• What you have to do
Recast the stretch of the entries below, from the line containing "Where can you see the golden" through the line containing "column 730, row 828" with both of those lines included, as a numbered list with one line per item and no blank lines.

• Dataset content
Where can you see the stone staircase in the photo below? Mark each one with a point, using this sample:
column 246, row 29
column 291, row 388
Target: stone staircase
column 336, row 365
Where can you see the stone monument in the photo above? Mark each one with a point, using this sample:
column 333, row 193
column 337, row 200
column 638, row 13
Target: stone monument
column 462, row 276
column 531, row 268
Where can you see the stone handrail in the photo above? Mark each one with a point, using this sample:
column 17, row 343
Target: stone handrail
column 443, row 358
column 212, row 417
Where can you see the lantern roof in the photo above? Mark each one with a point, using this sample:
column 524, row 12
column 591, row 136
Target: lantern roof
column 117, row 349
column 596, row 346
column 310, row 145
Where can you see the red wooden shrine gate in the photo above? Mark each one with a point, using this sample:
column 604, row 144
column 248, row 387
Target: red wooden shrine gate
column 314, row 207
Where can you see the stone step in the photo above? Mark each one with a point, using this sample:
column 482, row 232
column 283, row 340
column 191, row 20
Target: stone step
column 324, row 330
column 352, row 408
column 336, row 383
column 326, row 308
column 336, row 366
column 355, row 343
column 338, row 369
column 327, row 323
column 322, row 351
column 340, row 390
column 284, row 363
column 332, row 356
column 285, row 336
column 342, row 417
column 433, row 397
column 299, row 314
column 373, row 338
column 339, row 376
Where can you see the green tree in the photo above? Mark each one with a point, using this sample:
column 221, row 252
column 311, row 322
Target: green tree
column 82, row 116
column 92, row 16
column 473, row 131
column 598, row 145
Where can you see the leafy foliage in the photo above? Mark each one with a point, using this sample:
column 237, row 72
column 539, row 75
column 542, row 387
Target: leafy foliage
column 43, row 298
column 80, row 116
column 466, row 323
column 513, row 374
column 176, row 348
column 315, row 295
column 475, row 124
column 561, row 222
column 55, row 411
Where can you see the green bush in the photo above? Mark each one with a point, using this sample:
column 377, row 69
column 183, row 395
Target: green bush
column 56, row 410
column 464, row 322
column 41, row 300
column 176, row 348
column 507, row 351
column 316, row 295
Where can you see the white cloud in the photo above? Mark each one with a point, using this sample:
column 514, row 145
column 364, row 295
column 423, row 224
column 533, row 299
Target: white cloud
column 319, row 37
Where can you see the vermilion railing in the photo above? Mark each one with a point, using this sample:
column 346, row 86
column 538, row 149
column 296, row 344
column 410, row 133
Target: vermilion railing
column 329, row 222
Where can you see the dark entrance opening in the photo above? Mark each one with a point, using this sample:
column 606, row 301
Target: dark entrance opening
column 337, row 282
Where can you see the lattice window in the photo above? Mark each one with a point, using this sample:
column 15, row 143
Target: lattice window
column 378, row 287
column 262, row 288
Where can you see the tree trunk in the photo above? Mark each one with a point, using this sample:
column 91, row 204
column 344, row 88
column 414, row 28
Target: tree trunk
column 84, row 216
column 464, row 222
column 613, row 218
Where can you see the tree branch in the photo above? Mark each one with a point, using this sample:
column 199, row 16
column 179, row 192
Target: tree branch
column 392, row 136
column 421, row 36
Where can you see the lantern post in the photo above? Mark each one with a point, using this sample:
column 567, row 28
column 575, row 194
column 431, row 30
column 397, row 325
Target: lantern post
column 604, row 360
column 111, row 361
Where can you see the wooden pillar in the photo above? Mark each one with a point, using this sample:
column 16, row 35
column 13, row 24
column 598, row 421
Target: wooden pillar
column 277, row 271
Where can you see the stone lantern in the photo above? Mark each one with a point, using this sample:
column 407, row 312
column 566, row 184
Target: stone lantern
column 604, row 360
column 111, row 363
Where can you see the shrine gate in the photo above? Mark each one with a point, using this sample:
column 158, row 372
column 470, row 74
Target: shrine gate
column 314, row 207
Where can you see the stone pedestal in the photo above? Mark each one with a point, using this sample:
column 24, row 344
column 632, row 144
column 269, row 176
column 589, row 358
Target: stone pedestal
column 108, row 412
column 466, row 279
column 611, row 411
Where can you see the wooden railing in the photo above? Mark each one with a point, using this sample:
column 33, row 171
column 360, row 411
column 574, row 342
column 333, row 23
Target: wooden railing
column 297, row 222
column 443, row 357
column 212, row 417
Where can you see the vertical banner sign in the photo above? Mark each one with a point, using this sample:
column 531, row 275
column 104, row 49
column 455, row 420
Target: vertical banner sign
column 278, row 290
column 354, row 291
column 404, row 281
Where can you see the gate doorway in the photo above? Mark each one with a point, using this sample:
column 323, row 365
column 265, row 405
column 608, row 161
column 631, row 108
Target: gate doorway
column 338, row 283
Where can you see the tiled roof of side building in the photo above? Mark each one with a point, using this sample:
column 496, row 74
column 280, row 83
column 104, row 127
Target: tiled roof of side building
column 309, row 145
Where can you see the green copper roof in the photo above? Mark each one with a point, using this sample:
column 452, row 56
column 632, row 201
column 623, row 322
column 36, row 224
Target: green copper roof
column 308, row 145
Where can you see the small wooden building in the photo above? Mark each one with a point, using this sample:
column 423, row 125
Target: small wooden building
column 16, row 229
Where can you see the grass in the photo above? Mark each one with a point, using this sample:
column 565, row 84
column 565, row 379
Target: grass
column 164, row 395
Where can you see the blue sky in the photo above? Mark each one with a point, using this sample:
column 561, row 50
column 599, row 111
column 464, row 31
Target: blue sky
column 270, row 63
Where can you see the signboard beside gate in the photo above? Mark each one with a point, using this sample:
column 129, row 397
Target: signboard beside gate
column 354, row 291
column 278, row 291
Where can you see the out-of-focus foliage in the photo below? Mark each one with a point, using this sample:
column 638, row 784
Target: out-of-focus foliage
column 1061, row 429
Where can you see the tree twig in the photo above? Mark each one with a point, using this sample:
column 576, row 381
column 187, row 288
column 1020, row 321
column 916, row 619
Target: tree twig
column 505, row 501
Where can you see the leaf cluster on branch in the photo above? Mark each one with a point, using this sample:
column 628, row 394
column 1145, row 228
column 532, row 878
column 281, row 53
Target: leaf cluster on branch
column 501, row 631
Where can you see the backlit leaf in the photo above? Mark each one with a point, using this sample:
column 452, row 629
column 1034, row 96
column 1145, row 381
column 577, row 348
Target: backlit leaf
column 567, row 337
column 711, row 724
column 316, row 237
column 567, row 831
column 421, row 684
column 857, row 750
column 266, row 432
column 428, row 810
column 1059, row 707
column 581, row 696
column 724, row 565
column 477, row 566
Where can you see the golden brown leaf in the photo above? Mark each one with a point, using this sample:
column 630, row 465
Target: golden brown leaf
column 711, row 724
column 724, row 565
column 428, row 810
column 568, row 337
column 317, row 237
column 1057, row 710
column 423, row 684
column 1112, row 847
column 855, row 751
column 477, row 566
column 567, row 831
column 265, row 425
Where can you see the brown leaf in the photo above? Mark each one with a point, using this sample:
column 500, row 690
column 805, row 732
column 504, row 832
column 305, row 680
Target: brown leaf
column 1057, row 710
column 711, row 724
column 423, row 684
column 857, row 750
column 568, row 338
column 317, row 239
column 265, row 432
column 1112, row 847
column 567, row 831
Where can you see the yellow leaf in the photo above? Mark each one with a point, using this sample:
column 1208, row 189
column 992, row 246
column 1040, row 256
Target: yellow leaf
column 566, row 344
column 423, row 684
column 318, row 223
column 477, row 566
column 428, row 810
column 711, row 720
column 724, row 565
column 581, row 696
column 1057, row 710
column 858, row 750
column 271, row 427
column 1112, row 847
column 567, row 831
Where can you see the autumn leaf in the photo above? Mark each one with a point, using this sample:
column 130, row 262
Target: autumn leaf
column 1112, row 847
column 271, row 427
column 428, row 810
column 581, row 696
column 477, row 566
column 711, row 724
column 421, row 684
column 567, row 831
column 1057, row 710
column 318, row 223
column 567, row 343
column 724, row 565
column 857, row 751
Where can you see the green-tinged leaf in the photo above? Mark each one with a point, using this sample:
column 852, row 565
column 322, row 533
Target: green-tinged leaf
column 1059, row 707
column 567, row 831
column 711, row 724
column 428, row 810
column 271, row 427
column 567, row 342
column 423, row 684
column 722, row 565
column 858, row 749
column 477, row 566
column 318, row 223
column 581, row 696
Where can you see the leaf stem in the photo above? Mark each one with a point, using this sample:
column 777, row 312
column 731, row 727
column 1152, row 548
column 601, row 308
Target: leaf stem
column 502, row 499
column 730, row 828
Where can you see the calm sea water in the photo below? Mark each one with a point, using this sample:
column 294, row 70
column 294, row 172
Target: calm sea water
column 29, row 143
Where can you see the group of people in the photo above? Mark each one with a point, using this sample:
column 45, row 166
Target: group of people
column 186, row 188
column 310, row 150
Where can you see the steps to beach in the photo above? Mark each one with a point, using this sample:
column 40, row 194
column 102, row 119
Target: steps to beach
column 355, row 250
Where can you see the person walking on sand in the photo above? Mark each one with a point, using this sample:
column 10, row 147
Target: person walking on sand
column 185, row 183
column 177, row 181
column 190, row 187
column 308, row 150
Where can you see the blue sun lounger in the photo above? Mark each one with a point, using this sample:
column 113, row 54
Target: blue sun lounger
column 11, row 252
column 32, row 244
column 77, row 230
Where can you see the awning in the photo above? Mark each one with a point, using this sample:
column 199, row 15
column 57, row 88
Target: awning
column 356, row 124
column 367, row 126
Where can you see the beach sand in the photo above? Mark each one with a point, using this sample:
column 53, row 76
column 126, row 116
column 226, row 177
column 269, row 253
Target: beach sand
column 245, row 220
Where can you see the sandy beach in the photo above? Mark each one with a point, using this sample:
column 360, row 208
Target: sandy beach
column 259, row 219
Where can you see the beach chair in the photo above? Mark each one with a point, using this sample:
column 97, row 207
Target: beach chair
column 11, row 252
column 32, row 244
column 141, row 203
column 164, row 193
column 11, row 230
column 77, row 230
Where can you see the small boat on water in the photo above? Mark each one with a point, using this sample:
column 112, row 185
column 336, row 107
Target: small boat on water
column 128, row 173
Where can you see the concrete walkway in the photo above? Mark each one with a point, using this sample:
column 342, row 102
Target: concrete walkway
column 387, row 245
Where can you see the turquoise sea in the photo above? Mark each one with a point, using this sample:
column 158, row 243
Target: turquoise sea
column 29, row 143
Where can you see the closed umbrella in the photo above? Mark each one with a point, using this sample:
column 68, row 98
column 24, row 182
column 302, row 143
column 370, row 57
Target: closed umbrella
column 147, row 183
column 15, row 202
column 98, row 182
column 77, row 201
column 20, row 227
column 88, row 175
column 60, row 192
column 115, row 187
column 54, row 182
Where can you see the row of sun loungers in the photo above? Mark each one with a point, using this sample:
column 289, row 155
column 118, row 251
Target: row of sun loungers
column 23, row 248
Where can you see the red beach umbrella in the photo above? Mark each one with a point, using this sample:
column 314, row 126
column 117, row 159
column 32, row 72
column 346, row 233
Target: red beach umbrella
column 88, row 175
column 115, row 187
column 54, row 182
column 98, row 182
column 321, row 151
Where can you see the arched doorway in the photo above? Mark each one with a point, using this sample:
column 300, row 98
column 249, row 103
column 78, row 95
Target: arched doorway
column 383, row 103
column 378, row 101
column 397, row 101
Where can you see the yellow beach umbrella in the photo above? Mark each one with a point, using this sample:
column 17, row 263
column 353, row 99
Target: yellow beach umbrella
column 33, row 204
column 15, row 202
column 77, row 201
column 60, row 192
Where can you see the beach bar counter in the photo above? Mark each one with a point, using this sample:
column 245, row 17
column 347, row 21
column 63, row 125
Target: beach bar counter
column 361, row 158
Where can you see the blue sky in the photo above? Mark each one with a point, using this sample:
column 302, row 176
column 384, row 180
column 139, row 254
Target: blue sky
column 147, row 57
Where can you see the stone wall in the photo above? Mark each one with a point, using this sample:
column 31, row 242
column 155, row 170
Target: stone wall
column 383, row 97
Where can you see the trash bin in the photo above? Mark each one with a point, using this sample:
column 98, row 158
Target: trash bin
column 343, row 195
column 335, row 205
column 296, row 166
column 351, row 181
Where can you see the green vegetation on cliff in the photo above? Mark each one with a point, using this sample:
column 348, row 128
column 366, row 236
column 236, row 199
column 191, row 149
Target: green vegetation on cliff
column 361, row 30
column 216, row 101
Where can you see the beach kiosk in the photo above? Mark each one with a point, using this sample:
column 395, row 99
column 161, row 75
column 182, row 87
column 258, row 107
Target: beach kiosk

• Completed exercise
1. Where can you see the golden brown leaf in the photo above? Mark each one with a point, using this sample:
2. column 630, row 465
3. Target: golden brown leaf
4. column 711, row 724
5. column 724, row 565
6. column 428, row 810
7. column 568, row 337
8. column 317, row 237
9. column 1057, row 710
10. column 423, row 684
11. column 1112, row 847
12. column 855, row 751
13. column 477, row 566
14. column 567, row 831
15. column 265, row 425
16. Where can you see the brown leaf in the photo above? Mark each one with a point, using this sample:
17. column 500, row 690
18. column 805, row 732
19. column 504, row 832
20. column 305, row 680
21. Target: brown leaf
22. column 1057, row 710
23. column 711, row 724
24. column 423, row 684
25. column 857, row 750
26. column 568, row 338
27. column 317, row 239
28. column 265, row 432
29. column 1112, row 847
30. column 567, row 831
31. Where can you see the yellow leaf in the photo above? Mark each one with a point, using this sample:
32. column 1208, row 189
33. column 992, row 246
34. column 1040, row 256
35. Target: yellow leaf
36. column 566, row 344
37. column 423, row 684
38. column 318, row 223
39. column 477, row 566
40. column 428, row 810
41. column 711, row 720
42. column 724, row 565
43. column 581, row 696
44. column 1057, row 710
45. column 858, row 750
46. column 271, row 427
47. column 1112, row 847
48. column 567, row 831
49. Where can you see the autumn leaf in the photo above? Mark each one with a point, using this sample:
50. column 130, row 262
51. Target: autumn leaf
52. column 1112, row 847
53. column 271, row 427
54. column 428, row 810
55. column 581, row 696
56. column 477, row 566
57. column 711, row 724
58. column 421, row 684
59. column 567, row 831
60. column 1057, row 710
61. column 318, row 223
62. column 567, row 343
63. column 724, row 565
64. column 857, row 751
65. Where can you see the green-tinged leaf in the photo above? Mark each one with a point, using this sample:
66. column 852, row 565
67. column 322, row 533
68. Target: green-tinged leaf
69. column 1059, row 707
70. column 567, row 831
71. column 711, row 724
72. column 428, row 810
73. column 271, row 427
74. column 567, row 342
75. column 423, row 684
76. column 722, row 565
77. column 858, row 749
78. column 477, row 566
79. column 318, row 223
80. column 581, row 696
81. Where can you see the leaf stem in the photo above? Mark each one with a point, using this sample:
82. column 777, row 312
83. column 731, row 727
84. column 1152, row 548
85. column 601, row 308
86. Target: leaf stem
87. column 502, row 499
88. column 730, row 828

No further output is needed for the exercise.